DOCUMENT SEGMENT:

University of North Carolina (UNC) at Chapel Hill professor Stephen Hursting has received a prestigious National Cancer Institute (NCI) Outstanding Investigator Award (OIA), which provides stable funding for cancer research with breakthrough potential. Dr. Hursting, a professor in UNC’s Department of Nutrition, Nutrition Research Institute and Lineberger Comprehensive Cancer Center, is one of 43 researchers nationwide to receive an OIA. The grant will provide Hursting with $5.34 million over a seven-year period to further his research on the mechanistic links between obesity and cancer.
Hursting, who received his PhD and MPH degrees in Nutrition at UNC in 1992, returned to North Carolina in 2014 after serving as Professor and Chair of the Department of Nutritional Sciences at the University of Texas (UT) at Austin from 2005-14. He previously held positions at the National Cancer Institute and the UT-MD Anderson Cancer Center, and has been involved in various aspects of nutrition and cancer research for his entire 25-year career.

PROBLEM SET:
A) Please translate this sentence from the announcement about Stephen Hursting's award into Spanish: "The grant will provide Hursting with $5.34 million over a seven-year period to further his research on the mechanistic links between obesity and cancer."
B) Using the announcement about Stephen Hursting's award, list every UNC unit in which he is identified as a professor.

EXTRACTED MATERIAL:

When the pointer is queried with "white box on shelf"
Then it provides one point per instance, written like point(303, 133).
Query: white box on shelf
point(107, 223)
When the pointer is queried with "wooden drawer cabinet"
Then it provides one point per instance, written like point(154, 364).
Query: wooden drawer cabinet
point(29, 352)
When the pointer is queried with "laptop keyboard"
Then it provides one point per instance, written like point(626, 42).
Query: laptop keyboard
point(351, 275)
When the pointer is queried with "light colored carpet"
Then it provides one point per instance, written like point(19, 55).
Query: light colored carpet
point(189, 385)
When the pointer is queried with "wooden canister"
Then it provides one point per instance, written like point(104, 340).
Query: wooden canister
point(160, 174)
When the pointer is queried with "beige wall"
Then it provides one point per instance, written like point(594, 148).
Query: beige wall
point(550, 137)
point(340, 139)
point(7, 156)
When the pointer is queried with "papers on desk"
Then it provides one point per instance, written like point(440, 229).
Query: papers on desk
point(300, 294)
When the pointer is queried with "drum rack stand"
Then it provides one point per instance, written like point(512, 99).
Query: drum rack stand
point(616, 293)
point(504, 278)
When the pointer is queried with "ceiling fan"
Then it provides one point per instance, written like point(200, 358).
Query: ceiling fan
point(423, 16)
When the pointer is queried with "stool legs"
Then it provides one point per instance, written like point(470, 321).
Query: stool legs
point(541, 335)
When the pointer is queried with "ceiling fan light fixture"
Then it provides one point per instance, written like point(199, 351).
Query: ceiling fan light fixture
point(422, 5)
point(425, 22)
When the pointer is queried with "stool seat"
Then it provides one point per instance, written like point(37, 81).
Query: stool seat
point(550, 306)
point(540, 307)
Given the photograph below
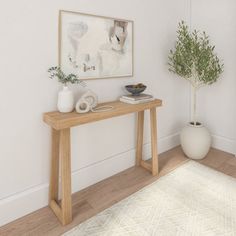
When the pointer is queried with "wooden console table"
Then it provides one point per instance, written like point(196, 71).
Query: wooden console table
point(61, 124)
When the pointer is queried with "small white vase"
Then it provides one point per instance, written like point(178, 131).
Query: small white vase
point(65, 102)
point(195, 141)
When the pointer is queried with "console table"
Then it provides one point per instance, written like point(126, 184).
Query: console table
point(60, 125)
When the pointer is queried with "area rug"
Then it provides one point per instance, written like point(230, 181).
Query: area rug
point(192, 200)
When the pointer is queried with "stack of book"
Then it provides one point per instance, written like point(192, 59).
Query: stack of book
point(137, 99)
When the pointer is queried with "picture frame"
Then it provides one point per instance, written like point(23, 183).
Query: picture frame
point(95, 47)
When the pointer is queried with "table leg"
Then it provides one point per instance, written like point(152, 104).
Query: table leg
point(139, 147)
point(53, 186)
point(153, 121)
point(61, 150)
point(65, 158)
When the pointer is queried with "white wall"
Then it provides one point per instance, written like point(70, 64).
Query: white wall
point(216, 103)
point(28, 47)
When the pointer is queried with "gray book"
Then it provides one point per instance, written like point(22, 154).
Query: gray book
point(139, 97)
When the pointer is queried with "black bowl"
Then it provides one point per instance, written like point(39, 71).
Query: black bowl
point(135, 90)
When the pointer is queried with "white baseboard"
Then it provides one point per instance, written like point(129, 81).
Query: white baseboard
point(21, 204)
point(224, 144)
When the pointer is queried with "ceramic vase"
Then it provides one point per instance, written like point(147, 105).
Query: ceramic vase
point(65, 101)
point(195, 141)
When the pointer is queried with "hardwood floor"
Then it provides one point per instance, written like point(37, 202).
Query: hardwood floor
point(102, 195)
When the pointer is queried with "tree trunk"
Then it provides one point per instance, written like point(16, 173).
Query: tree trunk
point(194, 105)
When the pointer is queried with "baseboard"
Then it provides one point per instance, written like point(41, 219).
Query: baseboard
point(224, 144)
point(21, 204)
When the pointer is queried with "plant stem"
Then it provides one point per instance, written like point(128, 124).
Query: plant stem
point(194, 105)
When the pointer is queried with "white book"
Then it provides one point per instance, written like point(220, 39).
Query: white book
point(136, 102)
point(137, 97)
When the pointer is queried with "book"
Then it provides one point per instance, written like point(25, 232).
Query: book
point(137, 97)
point(136, 102)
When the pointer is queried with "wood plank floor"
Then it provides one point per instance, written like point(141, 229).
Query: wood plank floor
point(102, 195)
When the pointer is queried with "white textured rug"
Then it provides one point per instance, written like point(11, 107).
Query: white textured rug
point(192, 200)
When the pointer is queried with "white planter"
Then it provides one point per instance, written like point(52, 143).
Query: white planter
point(65, 101)
point(195, 141)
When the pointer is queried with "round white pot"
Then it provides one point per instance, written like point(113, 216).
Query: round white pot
point(195, 141)
point(65, 102)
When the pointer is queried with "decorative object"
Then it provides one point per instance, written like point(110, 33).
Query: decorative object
point(86, 102)
point(65, 101)
point(61, 126)
point(136, 89)
point(191, 200)
point(95, 46)
point(195, 60)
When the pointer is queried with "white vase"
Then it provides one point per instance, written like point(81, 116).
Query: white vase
point(195, 141)
point(65, 102)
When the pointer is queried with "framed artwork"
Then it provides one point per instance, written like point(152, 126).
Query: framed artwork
point(95, 47)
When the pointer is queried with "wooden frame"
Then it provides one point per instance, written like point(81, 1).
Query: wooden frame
point(61, 123)
point(99, 16)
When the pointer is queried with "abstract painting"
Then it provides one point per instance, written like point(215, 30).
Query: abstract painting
point(95, 46)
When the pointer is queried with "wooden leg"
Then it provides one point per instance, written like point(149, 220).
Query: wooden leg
point(53, 186)
point(153, 120)
point(61, 149)
point(65, 158)
point(139, 147)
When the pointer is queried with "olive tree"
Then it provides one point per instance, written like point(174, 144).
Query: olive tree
point(195, 60)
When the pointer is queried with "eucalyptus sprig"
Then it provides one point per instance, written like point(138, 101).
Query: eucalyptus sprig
point(56, 72)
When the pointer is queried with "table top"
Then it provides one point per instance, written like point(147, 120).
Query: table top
point(58, 120)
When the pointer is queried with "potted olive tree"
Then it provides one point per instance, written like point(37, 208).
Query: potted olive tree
point(65, 102)
point(195, 60)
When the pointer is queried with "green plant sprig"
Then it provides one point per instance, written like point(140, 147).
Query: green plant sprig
point(56, 72)
point(194, 58)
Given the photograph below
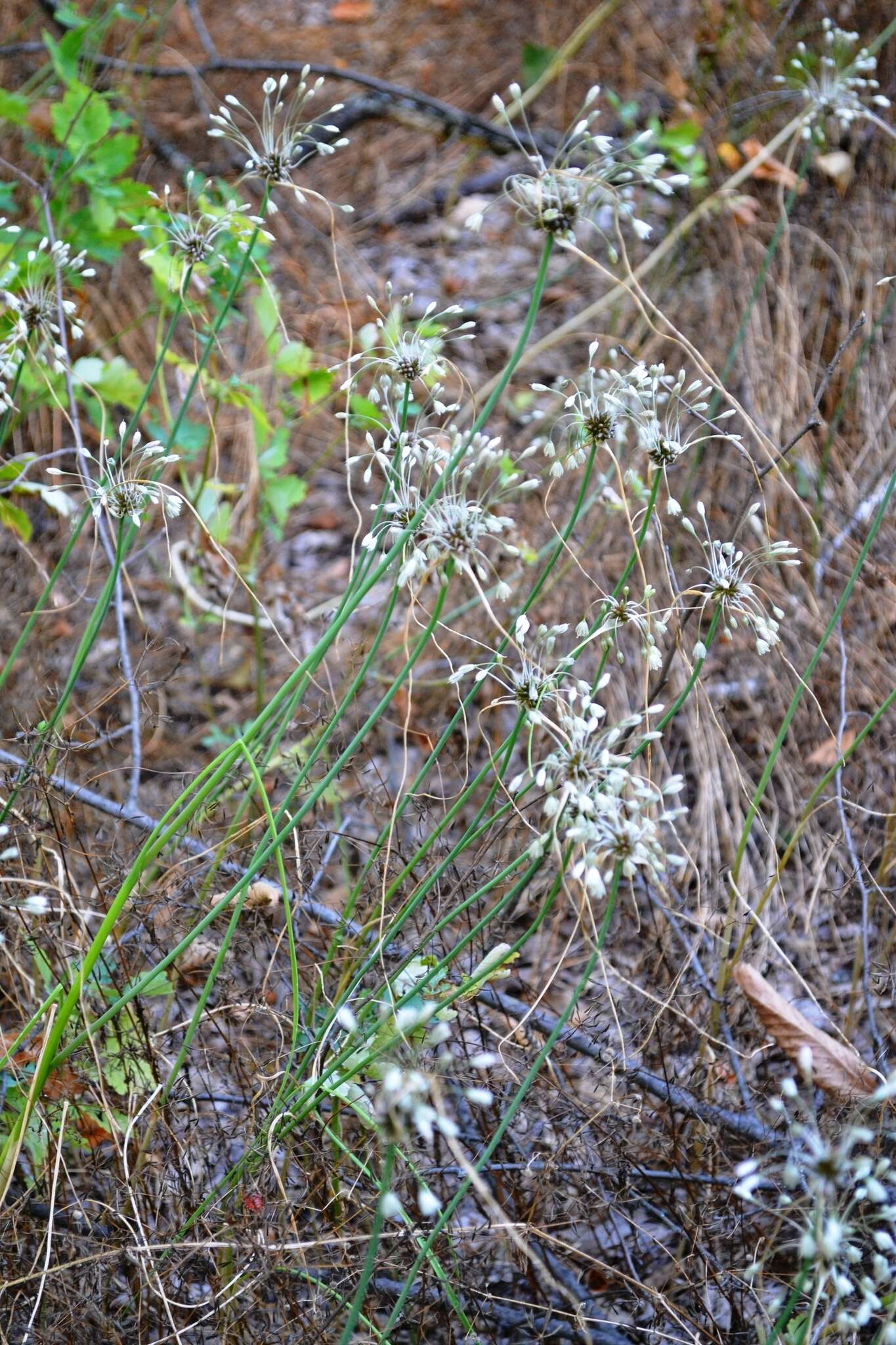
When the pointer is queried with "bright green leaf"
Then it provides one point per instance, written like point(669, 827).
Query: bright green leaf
point(81, 119)
point(282, 494)
point(293, 359)
point(15, 518)
point(12, 108)
point(535, 61)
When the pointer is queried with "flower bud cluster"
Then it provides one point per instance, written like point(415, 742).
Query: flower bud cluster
point(836, 1199)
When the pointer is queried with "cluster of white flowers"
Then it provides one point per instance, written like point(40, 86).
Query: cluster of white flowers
point(532, 678)
point(32, 296)
point(284, 139)
point(587, 181)
point(468, 475)
point(837, 1197)
point(730, 584)
point(595, 799)
point(413, 353)
point(589, 417)
point(194, 233)
point(836, 84)
point(668, 418)
point(124, 489)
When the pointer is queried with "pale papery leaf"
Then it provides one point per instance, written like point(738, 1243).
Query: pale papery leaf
point(836, 1067)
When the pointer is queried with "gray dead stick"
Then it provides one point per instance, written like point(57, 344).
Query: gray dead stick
point(679, 1098)
point(135, 818)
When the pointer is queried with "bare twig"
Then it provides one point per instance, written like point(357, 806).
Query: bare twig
point(136, 818)
point(454, 119)
point(747, 1128)
point(812, 423)
point(880, 1049)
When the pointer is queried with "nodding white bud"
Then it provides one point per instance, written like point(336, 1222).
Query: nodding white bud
point(390, 1206)
point(427, 1202)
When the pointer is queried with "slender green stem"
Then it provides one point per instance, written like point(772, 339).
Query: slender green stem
point(372, 1247)
point(516, 1102)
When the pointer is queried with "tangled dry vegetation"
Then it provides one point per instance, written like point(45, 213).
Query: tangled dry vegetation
point(379, 961)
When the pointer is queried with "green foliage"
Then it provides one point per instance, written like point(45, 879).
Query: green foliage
point(534, 62)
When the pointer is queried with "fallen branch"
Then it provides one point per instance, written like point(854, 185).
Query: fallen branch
point(454, 119)
point(144, 822)
point(747, 1128)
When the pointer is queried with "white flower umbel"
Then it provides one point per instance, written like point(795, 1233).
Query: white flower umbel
point(587, 179)
point(285, 137)
point(410, 351)
point(194, 233)
point(34, 303)
point(836, 82)
point(416, 430)
point(463, 525)
point(731, 581)
point(531, 677)
point(836, 1206)
point(668, 417)
point(125, 490)
point(595, 799)
point(589, 418)
point(625, 613)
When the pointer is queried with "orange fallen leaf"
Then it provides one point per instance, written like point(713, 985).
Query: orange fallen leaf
point(826, 753)
point(744, 210)
point(351, 11)
point(836, 1067)
point(839, 165)
point(771, 169)
point(91, 1130)
point(730, 156)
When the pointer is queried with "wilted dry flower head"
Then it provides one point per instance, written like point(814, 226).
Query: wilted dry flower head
point(836, 84)
point(731, 585)
point(837, 1200)
point(409, 353)
point(124, 489)
point(285, 137)
point(586, 181)
point(194, 233)
point(34, 299)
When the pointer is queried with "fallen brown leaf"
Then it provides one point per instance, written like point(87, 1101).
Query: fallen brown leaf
point(351, 11)
point(836, 1067)
point(730, 156)
point(91, 1130)
point(194, 959)
point(771, 169)
point(837, 165)
point(826, 753)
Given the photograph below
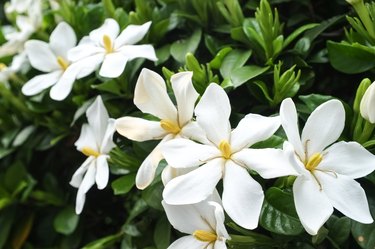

RESPONSES FOR EACH TASK:
A) La subvención proporcionará a Hursting 5,34 millones de dólares durante un período de siete años para avanzar en su investigación sobre los vínculos mecanísticos entre la obesidad y el cáncer.

B)
- Department of Nutrition
- Nutrition Research Institute
- Lineberger Comprehensive Cancer Center